__Exercises to complete__.
A - Summarize the post about the mystery Ugandan shortwave station in two sentences.
B - Pick up the post about the mystery Ugandan shortwave station after its last sentence and write the next paragraph.

__Reading passage__.

----------------

Mystery Ugandan Clandestine On Shortwave

Hi everyone! Paul Walker here, some of you may know me through various hobby circles via email and Facebook groups. I used to post quite regularly when I lived in Galena Alaska back in 2016 and 2017. I’m back in Alaska again, working as the Program Director for KSKO 89.5 and it’s half a dozen or so repeaters in the interior.

Back on Monday May 10th at 0601UTC here in McGrath, Alaska I ran across an unknown station on 15220kHz.  The man was  talking in African accented English but would randomly start talking in another language, which I at the time thought may have been French but very well could’ve been Swahili or some other language spoken in Uganda, I’m not a language expert.  (audio below)

The man was going on and on about Uganda, “our brothers, our struggle, the government”. The audio cut out a few times for several seconds a time, seemingly because this was a live broadcast being fed live over the internet from whatever studio location he was at to whatever transmitter site was being used.

Around 0623UTC, the host sounded like he put his phone up to the microphone and played a Ugandan song of some sort from his phone. After that was over, two studio quality songs played.. The Spice Girls “2 Become 1” and Gabriel Kelly’s “Faith”. Those songs sounded like they were being played out from the transmitter site, not from a computer over the internet. They were clear with no audio hiccups.  The transmitter went off around 0629/0630UTC.

----------------

__Record extracts__.
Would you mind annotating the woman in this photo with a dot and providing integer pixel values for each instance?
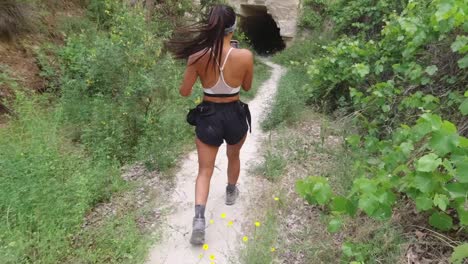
(221, 116)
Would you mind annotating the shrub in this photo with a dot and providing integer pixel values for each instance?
(13, 18)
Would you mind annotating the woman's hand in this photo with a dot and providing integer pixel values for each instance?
(248, 64)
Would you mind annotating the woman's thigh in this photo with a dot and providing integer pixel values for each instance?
(206, 154)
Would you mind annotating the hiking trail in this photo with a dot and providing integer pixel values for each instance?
(223, 239)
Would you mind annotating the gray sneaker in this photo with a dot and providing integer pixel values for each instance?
(231, 196)
(198, 232)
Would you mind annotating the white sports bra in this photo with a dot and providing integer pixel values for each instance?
(221, 88)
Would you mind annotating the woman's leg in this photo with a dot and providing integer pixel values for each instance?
(206, 162)
(233, 153)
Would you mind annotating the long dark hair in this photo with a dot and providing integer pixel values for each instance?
(204, 35)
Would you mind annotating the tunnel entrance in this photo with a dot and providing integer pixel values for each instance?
(261, 29)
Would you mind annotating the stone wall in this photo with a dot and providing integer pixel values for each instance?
(284, 12)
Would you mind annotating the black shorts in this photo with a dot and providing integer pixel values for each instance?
(216, 122)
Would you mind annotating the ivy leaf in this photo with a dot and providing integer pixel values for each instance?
(444, 11)
(322, 192)
(428, 163)
(353, 140)
(407, 148)
(424, 182)
(462, 210)
(334, 225)
(434, 120)
(460, 44)
(340, 205)
(463, 63)
(368, 203)
(459, 254)
(462, 170)
(361, 69)
(457, 190)
(441, 201)
(423, 203)
(464, 107)
(445, 140)
(431, 70)
(441, 221)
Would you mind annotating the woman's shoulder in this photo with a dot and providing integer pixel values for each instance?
(244, 54)
(197, 56)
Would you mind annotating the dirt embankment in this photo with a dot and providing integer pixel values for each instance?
(24, 28)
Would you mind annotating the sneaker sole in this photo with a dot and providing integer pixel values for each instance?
(198, 238)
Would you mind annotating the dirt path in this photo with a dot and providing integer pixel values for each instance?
(222, 238)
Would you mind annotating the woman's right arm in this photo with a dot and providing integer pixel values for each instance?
(248, 76)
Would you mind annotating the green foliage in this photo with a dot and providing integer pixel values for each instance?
(312, 15)
(116, 89)
(46, 184)
(257, 249)
(460, 253)
(289, 102)
(363, 17)
(414, 162)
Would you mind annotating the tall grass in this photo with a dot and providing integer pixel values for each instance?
(261, 73)
(47, 185)
(289, 102)
(115, 101)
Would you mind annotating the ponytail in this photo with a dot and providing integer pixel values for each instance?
(204, 36)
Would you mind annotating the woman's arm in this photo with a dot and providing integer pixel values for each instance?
(190, 77)
(248, 76)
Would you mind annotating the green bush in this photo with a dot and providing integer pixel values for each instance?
(388, 84)
(47, 185)
(289, 101)
(117, 88)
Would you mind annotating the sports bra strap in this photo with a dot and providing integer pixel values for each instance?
(225, 60)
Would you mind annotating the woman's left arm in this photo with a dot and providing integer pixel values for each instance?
(190, 77)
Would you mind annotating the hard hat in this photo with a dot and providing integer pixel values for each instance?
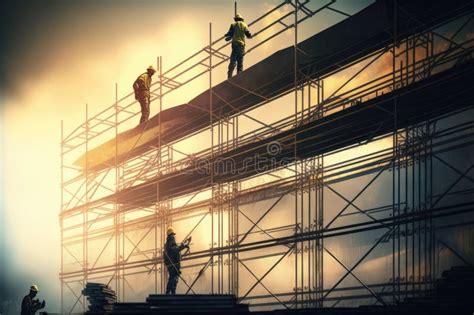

----------------

__Responses to the tasks__.
A - On May 10th at 0601UTC in McGrath, Alaska, the writer heard an unknown station on 15220kHz where a man speaking African-accented English, sometimes switching to another language, talked about Uganda, with the audio cutting out at times as if it were fed live over the internet. Around 0623UTC a Ugandan song seemed to be played from a phone, then two clear studio-quality songs followed, the Spice Girls' "2 Become 1" and Gabriel Kelly's "Faith", before the transmitter went off around 0629/0630UTC.

B -
A friend I was chatting with as we tried to figure out what this was said he had a  decent signal on a Kuwaiti SDR and based on some triangulation work using other SDR, it seemed this was coming from Europe, suggesting Nauen or Lampertheim.

The man reappeared on 15170kHz at 1500UTC on Friday May 14th.  I haven’t even been able to try and figure out a schedule. Evenings one day and mornings the next. I pretty regularly scan the dials and have only noticed him these two times, with thanks to Mauno Ritola in the WRTH Facebook group for the spotting of him on 15170khz.

I do have audio of the 15220 broadcast at this link:

https://drive.google.com/file/d/1J54RGCb00mIAHQ96O86f31T0l0GH0wNG/view?usp=sharing

I would love to know who this is, what transmitter site they’re broadcasting from and any contact information. A google search using the phrase “Uganda Clandestine Shortwave” came up with one hit, Radio Lead Africa and someone in the ODXA email group suggested Radio Munansi.

For anyone wondering, I’m using a Tecsun PL880 with a 8D battery powered DXE PreAmp and 2 Doxytronics tunable loops.. The cross that supports the antenna is sitting a few inches into 5 foot tall 2 inch wide PVC pipe which is then put in a trash can and tote container and filled with sand.  Gotta use what I have on hand here in rural Alaska.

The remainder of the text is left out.